● **RECORDS PROVIDED**
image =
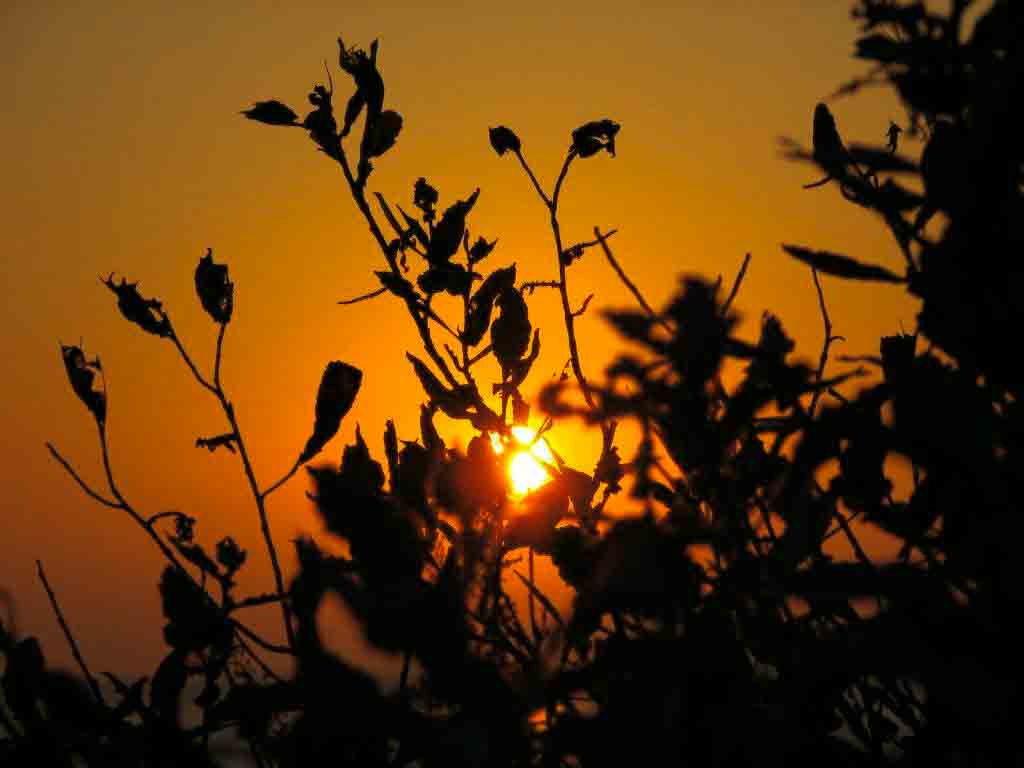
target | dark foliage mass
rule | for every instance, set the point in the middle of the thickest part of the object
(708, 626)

* * *

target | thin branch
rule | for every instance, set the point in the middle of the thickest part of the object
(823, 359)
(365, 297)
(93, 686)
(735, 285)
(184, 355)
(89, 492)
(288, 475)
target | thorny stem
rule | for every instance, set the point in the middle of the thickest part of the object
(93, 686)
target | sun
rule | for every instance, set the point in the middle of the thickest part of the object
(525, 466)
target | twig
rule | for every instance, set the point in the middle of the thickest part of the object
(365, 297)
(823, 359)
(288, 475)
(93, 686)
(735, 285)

● **THE PROBLEM**
Select every line of the records above that contains the word "target" and copy each such line in full.

● **OUTPUT**
target | dark foliage mass
target | thin branch
target | thorny stem
target | sun
target | twig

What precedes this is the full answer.